EXERCISE PROMPT | Rescale the records between the lines holding "hand and supply bounding boxes." and "top-left (196, 81), bottom-right (286, 277)", inclusive, and reproduce all of those lines, requests included. Multiply only the answer coordinates by 1.3 and round each to a whole number, with halves rounded up.

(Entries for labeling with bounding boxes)
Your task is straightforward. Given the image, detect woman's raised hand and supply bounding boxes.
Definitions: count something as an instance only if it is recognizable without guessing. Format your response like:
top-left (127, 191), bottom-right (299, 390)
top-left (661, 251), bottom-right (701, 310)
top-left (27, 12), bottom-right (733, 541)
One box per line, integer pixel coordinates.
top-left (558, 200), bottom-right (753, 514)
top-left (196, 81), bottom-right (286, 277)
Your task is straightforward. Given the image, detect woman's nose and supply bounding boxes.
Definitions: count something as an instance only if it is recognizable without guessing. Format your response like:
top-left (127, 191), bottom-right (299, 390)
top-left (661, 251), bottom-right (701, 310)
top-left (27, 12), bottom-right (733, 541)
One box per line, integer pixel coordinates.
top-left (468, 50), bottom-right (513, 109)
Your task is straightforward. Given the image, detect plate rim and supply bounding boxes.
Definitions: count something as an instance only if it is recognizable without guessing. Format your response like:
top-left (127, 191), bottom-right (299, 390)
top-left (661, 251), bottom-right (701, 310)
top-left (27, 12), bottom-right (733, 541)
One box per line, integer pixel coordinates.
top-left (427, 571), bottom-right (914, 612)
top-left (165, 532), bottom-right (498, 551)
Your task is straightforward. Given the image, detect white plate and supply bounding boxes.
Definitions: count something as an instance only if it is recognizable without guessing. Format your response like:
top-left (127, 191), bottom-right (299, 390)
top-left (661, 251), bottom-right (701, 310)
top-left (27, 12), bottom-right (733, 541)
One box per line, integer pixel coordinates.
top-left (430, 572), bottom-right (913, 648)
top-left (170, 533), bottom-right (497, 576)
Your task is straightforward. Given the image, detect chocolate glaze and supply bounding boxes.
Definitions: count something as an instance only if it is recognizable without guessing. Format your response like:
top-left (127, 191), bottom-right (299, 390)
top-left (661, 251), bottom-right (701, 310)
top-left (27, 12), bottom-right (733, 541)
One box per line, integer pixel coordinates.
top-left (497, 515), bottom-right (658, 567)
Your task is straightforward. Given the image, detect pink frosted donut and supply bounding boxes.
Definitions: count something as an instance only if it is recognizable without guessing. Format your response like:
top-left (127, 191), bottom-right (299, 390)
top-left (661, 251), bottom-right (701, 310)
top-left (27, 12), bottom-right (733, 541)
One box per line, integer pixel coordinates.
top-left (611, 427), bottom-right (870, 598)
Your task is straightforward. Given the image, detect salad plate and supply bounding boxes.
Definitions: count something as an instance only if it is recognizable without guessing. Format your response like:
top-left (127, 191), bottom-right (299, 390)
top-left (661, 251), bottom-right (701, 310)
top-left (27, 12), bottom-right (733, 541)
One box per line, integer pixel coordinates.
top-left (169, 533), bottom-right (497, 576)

* * *

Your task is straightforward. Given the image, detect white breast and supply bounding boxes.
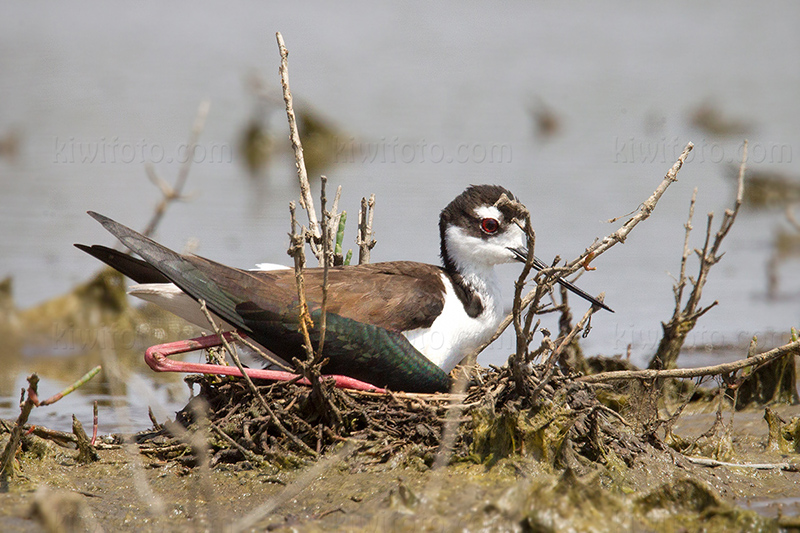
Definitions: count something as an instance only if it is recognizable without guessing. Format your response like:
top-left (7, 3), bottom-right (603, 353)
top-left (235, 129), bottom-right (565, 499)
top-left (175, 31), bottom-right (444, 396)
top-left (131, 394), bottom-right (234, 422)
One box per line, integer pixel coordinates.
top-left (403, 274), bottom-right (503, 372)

TASK SOLUTION |
Your task is straightforward. Given the image, detect woman's raised hand and supply bounding boxes.
Definitions: count something as an instance only if it is recognizable without guessing. Format your response like:
top-left (127, 191), bottom-right (299, 390)
top-left (661, 251), bottom-right (701, 310)
top-left (27, 12), bottom-right (733, 541)
One box per line, integer pixel coordinates.
top-left (725, 260), bottom-right (979, 668)
top-left (255, 105), bottom-right (372, 360)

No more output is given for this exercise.